*TO-DO LIST*:
1) According to the film summary, which production company made Arthamulla Aasaigal?
2) Carry on the Arthamulla Aasaigal film summary from its last sentence.

Arthamulla Aasaigal () is a 1985 Indian Tamil-language film directed by Babu Maharaja for Peninsula Productions. The film stars Karthik, Ambika,
Anand Babu and Sadhana.

Plot 
 
Selvam  is a poor fisherman in the town of Mullaipattinam. He struggles to feed his family and is determined to become rich by any means. He clashes with Radha, the daughter of  Krishnan, the richest man in town. With no job and little prospects left in town, Selvam leaves for Madras and quickly finds a place with a group of smugglers. Prabhu, the leader of the group, acquires foreign goods and opium from Shanthakumar  and sells them on the black market. Selvam makes money in his new job but also attracts the attention of Customs Inspector Ganesh. In a twist of fate, he befriends Ganesh's younger brother Anand Babu. Selvam also meets Radha again, and they soon fall in love. Shanthakumar and Prabhu end their partnership as the former is distrustful of Prabhu's girlfriend Ganga. Krishnan learns of Radha and Selvam's love affair and opposes it as he's promised Radha's hand in marriage to Prabhu. Selvam loses his position with Prabhu's organization and begins to work with Shantakumar. He soon becomes very rich and powerful. Selvam builds a mansion for his mother and sister Jaya. Anand and Jaya meet at a dance class and fall for each other. Selvam is supportive of their love, but Ganesh is hesitant to allow his brother to marry a smuggler's sister. He will allow the wedding to take place only after Selvam surrenders for his crimes. Prabhu is determined to destroy Selvam and marry Radha. Selvam finds himself cornered by law enforcement as he struggles to arrange Jaya's marriage to Anand and rescue Radha from Prabhu.

*ENTRIES PROVIDED*:
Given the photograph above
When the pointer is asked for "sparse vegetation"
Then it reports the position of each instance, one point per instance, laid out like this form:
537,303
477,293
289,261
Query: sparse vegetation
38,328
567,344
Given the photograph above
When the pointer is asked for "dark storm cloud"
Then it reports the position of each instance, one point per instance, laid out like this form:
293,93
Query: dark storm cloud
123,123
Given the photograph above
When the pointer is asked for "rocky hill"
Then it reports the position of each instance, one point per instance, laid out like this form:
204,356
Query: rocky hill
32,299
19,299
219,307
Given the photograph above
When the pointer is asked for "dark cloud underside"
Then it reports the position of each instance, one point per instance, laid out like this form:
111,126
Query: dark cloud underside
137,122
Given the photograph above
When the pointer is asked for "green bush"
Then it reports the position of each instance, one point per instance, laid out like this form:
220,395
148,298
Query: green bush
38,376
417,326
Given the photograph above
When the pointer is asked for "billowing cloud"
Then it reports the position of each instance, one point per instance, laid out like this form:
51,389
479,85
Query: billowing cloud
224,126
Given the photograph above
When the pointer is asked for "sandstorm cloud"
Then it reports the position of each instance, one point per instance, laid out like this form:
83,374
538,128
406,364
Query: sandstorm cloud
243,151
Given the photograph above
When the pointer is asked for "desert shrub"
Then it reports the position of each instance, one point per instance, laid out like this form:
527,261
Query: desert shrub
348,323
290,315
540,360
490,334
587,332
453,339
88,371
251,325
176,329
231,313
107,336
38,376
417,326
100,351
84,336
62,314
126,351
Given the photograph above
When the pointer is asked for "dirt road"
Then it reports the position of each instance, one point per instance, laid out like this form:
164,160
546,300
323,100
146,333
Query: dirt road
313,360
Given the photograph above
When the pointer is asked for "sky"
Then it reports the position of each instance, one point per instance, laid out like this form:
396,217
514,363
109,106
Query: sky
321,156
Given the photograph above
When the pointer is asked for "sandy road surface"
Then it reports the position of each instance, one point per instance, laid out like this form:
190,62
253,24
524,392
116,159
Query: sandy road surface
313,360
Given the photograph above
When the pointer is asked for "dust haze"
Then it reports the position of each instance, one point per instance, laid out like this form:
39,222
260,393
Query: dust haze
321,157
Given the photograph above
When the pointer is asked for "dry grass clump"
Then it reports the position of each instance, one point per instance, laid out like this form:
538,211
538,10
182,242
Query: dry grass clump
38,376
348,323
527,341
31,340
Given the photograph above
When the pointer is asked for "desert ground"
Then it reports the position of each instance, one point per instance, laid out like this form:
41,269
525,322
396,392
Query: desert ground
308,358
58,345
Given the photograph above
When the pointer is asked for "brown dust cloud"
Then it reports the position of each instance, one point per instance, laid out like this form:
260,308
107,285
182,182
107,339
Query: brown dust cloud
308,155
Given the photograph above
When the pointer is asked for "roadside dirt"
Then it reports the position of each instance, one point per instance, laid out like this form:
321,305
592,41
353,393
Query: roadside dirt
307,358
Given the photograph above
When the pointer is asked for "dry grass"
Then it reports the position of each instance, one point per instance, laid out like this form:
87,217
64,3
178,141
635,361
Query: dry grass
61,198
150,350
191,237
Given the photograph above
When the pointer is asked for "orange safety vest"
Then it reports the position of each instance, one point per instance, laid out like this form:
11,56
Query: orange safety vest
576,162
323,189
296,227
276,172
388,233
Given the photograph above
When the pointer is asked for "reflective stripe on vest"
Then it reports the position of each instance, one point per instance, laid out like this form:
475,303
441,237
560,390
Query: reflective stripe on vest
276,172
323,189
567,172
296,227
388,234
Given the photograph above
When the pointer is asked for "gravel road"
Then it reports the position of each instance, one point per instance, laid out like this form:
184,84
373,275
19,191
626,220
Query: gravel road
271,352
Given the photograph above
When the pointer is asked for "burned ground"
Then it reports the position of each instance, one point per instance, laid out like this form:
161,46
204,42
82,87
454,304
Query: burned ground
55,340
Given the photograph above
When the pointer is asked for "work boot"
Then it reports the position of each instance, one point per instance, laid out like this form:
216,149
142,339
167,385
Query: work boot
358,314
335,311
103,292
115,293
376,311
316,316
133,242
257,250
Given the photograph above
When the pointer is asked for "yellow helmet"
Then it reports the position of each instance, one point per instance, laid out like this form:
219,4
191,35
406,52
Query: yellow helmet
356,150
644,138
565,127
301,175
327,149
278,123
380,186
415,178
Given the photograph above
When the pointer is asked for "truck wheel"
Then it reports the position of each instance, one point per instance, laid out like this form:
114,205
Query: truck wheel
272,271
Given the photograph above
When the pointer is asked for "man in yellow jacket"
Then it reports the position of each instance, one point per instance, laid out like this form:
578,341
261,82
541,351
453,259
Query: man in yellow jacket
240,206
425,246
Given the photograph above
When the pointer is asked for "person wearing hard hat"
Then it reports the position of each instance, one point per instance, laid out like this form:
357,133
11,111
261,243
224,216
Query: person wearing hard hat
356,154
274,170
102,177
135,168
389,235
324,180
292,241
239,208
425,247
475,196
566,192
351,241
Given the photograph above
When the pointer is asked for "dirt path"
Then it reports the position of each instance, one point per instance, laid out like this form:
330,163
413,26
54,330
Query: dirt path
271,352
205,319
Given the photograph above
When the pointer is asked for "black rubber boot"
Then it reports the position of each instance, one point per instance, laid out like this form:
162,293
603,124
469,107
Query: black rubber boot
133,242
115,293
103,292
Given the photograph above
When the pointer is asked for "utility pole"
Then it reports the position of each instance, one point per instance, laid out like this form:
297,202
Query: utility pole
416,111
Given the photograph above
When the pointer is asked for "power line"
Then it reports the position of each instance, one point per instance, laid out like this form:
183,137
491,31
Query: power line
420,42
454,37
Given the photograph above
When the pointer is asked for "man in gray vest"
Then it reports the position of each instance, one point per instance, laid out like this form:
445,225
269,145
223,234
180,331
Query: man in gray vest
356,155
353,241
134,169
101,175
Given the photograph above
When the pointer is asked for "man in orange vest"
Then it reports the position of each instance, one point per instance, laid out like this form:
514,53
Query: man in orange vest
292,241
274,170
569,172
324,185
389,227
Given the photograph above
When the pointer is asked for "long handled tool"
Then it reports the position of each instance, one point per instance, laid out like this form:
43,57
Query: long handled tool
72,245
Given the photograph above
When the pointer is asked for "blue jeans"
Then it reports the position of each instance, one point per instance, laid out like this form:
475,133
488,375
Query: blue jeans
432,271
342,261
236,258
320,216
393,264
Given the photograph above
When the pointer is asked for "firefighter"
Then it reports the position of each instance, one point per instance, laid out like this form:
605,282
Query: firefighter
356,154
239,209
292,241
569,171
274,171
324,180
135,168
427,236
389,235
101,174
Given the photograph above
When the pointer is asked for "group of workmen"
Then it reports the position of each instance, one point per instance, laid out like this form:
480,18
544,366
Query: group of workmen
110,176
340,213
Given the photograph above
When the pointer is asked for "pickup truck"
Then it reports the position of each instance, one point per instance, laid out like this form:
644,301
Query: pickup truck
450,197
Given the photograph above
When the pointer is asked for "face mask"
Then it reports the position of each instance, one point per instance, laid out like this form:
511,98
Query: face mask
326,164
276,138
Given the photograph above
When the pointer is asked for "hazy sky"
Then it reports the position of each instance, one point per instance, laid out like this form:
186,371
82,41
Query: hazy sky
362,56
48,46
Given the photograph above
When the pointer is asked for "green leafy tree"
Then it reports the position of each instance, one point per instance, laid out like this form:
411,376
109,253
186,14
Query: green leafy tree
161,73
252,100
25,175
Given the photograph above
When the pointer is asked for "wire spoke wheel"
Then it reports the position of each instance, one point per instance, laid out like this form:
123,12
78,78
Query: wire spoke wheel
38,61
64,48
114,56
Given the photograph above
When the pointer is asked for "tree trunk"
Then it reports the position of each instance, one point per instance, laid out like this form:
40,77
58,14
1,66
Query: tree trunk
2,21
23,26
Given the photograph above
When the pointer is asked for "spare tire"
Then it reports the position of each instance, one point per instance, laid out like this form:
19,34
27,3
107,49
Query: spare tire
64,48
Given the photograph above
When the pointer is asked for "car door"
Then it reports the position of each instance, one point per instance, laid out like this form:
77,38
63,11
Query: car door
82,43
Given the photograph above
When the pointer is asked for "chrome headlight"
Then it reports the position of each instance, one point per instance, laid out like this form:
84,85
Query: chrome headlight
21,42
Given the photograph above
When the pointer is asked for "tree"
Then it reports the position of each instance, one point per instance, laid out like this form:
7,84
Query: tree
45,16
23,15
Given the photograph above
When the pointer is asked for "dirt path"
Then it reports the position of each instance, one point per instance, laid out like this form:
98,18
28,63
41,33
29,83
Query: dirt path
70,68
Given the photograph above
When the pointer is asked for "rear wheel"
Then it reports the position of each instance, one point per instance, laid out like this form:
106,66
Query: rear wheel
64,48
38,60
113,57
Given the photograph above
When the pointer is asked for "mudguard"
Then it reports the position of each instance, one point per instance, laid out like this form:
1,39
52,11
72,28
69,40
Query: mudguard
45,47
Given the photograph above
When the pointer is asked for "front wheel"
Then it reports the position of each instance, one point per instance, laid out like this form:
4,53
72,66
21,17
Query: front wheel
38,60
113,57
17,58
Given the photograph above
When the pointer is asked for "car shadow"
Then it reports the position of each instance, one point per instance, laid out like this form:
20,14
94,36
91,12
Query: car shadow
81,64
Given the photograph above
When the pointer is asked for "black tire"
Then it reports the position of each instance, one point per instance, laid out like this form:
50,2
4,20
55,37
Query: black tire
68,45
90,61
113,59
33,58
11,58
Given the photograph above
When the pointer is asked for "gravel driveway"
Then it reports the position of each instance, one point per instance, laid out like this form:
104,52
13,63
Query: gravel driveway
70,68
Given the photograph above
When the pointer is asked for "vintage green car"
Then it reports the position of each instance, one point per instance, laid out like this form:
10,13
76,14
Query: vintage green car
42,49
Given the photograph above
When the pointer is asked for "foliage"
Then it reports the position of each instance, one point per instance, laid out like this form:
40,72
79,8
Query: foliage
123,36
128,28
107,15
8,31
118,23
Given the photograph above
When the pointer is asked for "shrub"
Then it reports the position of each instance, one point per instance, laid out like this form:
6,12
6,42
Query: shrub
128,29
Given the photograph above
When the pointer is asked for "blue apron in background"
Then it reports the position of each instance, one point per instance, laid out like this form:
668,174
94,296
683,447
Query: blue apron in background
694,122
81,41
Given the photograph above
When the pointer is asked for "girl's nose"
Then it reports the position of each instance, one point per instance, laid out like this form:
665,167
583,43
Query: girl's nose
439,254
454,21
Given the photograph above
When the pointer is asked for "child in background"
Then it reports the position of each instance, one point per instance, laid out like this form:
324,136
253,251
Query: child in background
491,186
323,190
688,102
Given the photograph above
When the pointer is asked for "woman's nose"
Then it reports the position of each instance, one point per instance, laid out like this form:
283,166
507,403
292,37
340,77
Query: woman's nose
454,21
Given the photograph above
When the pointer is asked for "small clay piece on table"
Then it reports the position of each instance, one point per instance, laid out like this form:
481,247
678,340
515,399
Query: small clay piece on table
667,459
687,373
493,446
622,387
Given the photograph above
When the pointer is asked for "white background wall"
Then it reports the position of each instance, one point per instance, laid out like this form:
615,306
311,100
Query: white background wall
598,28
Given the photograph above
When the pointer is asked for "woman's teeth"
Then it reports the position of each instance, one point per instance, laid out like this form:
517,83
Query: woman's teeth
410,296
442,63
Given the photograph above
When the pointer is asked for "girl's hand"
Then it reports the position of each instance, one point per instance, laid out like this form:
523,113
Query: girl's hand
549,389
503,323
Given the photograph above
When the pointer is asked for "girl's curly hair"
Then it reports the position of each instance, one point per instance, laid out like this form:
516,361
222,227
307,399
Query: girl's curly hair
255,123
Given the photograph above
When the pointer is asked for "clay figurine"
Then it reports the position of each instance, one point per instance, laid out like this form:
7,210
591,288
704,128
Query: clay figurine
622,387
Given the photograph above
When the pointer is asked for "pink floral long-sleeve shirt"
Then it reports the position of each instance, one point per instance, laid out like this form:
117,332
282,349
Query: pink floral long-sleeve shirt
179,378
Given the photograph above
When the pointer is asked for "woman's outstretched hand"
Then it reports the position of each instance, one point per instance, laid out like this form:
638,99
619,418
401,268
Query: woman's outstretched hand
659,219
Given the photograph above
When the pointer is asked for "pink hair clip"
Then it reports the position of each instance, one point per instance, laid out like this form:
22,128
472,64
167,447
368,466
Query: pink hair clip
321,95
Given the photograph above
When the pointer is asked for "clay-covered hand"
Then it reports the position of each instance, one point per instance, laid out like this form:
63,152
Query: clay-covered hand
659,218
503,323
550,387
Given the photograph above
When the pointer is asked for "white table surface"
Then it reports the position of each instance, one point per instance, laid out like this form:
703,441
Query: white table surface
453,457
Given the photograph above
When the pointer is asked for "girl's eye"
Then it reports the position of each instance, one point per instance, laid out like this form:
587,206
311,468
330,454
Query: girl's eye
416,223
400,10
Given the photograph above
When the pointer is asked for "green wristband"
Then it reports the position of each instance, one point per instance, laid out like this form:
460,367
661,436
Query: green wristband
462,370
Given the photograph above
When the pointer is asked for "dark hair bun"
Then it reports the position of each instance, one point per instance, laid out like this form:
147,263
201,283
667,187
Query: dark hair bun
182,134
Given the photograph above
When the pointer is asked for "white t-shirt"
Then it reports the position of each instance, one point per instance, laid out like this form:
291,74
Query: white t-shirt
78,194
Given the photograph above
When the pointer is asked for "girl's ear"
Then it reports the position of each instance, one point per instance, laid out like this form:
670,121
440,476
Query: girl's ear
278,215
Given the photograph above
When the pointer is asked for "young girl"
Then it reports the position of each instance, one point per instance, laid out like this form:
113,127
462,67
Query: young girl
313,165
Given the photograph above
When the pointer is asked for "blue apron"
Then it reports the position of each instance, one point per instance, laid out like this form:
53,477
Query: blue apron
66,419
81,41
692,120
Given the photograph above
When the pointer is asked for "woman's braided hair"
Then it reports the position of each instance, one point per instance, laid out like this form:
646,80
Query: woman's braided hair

*TASK ANSWERS*:
1) Peninsula Productions.

2)
Cast 

Karthik as Selvam
Ambika as Radha
Anand Babu as Anand Babu
Sadhana as Jaya
Jaishankar as Customs Inspector Ganesh
Sathyaraj as Prabhu
Thengai Srinivasan as Krishnan
Nalinikanth as Shanthakumar
Senthil
Anuradha as Ganga
Loose Mohan
Pandari Bai as Selvam and Jaya's mother
Ennatha Kannaiya as Kannaiya
Kullamani as Naidu

Soundtrack 

Lyrics were by Vaali, Pulamaipithan, Muthulingam, and Gangai Amaran.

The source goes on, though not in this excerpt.